What to produce: Could you count how many lines of the data include "hand" and answer with the number only?
______________________________
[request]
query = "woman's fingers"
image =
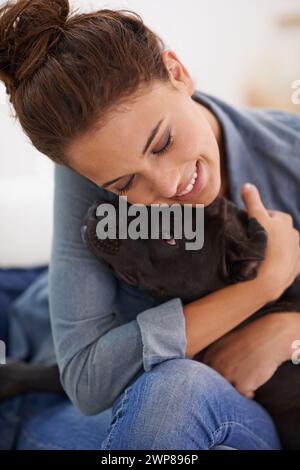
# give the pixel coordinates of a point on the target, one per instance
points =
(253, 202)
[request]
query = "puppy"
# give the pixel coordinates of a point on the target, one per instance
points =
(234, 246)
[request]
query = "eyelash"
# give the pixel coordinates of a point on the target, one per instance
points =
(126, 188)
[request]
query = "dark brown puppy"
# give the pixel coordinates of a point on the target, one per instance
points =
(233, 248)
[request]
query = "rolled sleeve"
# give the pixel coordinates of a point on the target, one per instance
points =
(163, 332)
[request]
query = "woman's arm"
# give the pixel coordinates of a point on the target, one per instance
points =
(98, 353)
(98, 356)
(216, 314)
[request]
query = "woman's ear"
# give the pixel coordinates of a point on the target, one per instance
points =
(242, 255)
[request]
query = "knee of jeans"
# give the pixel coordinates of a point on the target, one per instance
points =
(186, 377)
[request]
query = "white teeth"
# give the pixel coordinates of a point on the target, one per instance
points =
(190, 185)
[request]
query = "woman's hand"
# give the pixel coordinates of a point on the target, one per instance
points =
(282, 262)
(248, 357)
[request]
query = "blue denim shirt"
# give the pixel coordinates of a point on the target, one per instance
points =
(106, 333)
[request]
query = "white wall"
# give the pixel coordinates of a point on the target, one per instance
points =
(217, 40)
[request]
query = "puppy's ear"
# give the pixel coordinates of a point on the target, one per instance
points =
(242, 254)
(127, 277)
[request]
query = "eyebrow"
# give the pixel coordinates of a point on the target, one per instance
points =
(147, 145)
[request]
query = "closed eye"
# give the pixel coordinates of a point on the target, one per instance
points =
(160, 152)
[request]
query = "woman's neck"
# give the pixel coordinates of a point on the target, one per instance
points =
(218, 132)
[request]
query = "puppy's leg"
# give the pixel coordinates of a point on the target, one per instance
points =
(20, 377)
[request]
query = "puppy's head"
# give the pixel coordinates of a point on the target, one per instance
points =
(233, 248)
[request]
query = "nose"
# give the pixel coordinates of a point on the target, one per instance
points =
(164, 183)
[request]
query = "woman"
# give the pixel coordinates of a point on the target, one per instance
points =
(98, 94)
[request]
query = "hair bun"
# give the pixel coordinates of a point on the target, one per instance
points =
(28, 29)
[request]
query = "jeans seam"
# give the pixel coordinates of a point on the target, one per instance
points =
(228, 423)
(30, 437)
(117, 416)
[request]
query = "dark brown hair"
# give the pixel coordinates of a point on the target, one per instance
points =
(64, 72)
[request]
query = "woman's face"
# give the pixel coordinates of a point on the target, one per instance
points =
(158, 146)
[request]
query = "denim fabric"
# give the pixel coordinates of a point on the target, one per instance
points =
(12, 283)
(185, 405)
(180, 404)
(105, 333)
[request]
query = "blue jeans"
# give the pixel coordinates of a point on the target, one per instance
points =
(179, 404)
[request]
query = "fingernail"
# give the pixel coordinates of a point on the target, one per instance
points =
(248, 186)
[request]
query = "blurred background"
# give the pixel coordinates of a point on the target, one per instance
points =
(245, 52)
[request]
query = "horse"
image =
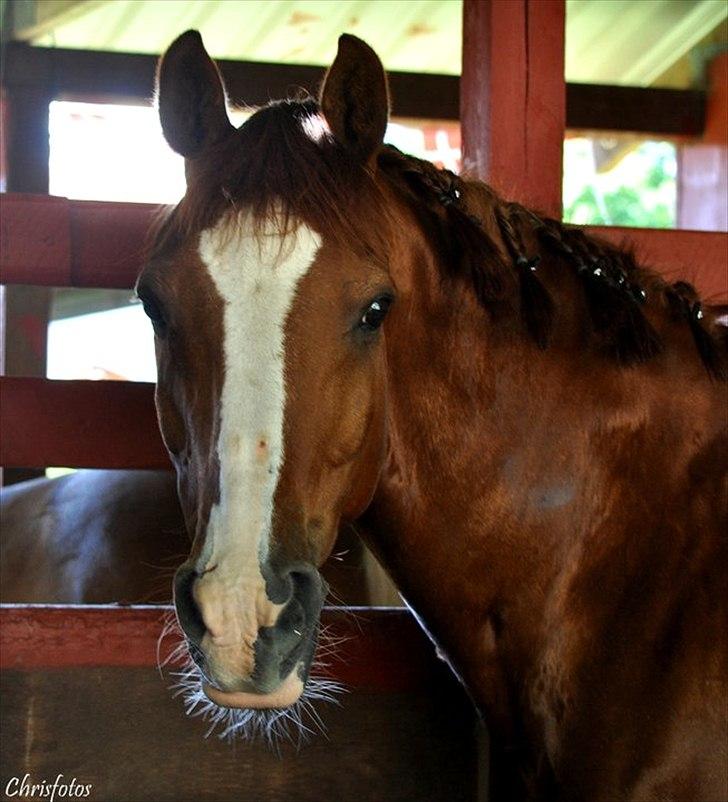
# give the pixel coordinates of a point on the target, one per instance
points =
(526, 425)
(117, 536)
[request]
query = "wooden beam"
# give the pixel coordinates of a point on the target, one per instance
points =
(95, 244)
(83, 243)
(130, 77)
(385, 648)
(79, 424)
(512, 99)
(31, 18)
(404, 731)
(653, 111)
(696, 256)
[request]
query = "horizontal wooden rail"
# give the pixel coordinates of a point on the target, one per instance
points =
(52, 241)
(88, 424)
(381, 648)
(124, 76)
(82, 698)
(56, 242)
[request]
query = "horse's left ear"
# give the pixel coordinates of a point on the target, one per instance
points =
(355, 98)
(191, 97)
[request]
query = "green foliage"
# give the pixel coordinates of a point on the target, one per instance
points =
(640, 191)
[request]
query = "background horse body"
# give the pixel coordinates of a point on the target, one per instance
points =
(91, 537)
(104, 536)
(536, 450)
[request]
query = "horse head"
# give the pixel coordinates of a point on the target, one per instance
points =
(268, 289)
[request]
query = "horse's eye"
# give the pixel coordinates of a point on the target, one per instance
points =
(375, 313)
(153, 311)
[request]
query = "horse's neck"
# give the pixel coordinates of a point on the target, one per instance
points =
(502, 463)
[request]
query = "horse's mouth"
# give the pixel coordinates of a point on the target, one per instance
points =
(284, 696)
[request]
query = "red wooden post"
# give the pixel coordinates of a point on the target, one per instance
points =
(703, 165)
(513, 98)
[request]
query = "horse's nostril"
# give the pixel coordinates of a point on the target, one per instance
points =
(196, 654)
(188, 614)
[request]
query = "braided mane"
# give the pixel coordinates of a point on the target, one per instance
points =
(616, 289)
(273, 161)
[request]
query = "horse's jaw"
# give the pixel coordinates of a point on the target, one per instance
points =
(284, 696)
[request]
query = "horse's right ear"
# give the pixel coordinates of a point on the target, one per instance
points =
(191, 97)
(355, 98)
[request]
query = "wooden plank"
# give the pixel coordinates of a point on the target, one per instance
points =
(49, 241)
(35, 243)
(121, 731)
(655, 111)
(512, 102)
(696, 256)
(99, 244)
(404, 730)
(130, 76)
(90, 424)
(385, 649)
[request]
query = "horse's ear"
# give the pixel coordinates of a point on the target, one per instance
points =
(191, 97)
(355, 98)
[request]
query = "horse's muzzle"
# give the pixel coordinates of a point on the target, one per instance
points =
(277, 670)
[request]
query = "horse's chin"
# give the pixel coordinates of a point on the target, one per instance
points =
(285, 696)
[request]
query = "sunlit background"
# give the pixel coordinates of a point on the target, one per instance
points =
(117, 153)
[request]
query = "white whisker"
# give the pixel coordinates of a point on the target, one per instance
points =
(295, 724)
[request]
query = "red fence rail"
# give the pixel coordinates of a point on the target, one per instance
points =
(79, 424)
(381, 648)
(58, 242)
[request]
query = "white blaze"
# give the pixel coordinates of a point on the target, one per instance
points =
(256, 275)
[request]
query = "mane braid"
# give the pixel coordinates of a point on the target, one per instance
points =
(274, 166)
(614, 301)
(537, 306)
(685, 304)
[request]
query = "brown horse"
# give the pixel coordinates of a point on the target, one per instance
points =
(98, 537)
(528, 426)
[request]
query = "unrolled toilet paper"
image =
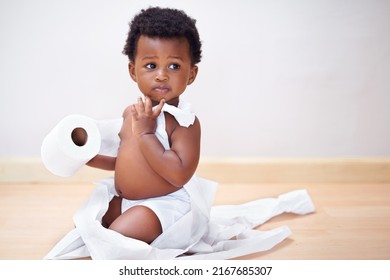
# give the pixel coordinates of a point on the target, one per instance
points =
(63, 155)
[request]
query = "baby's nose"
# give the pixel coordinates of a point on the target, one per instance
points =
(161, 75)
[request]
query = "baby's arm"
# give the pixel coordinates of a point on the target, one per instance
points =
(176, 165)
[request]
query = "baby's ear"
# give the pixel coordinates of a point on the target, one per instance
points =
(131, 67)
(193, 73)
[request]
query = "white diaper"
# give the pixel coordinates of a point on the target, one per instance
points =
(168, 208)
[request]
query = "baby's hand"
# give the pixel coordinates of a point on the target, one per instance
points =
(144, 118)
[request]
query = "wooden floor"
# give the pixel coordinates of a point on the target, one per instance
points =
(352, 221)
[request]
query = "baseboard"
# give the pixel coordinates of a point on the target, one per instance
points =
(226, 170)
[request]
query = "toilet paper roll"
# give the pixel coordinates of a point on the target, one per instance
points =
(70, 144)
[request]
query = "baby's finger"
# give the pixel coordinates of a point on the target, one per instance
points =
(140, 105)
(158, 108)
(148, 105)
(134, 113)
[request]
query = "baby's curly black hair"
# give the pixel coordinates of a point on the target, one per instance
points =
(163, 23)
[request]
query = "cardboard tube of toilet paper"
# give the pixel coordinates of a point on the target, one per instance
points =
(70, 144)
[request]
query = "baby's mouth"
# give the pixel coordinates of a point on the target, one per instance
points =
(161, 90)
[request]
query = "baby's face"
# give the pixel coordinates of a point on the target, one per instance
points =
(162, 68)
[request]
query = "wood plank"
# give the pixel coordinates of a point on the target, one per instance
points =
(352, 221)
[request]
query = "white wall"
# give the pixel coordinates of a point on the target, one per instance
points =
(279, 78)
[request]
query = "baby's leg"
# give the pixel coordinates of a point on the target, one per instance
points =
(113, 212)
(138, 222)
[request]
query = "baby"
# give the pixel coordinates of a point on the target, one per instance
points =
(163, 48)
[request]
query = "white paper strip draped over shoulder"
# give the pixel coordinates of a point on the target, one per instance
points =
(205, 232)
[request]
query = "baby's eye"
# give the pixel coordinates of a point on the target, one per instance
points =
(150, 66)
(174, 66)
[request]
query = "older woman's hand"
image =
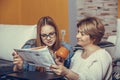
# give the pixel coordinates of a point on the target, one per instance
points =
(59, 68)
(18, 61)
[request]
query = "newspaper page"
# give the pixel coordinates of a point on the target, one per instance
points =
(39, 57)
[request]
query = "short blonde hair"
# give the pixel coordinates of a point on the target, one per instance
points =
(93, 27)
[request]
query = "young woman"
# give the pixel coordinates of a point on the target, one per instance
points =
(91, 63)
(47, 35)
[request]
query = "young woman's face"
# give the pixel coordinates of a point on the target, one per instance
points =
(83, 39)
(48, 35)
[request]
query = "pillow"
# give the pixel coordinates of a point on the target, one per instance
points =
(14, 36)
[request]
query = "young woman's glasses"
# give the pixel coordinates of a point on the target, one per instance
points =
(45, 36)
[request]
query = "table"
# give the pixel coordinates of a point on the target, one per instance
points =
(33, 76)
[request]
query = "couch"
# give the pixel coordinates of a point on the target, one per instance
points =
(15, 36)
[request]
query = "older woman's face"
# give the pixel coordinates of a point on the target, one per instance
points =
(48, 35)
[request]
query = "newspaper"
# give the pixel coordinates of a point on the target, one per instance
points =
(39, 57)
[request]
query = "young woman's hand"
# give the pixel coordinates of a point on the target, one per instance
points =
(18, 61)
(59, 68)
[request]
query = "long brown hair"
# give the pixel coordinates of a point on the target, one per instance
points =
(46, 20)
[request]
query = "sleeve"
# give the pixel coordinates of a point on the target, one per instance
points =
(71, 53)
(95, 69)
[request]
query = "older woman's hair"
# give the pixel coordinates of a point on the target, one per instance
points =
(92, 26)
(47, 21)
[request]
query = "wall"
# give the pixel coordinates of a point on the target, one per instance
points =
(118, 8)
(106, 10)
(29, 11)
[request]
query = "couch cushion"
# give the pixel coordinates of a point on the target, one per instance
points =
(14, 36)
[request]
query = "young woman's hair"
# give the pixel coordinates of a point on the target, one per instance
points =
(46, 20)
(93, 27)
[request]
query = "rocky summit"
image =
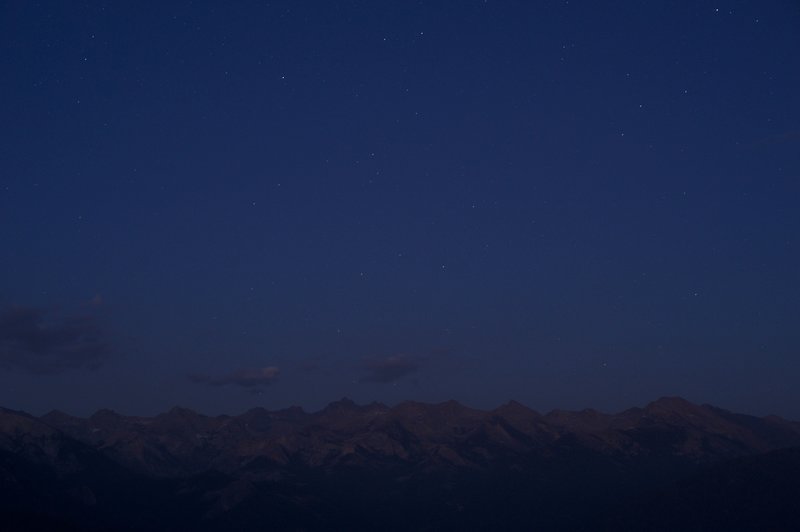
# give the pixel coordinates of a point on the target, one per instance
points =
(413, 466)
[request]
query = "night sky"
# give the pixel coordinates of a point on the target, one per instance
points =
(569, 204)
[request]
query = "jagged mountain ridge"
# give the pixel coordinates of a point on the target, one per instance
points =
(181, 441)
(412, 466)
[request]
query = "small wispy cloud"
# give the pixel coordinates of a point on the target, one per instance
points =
______________________________
Output of the task: 4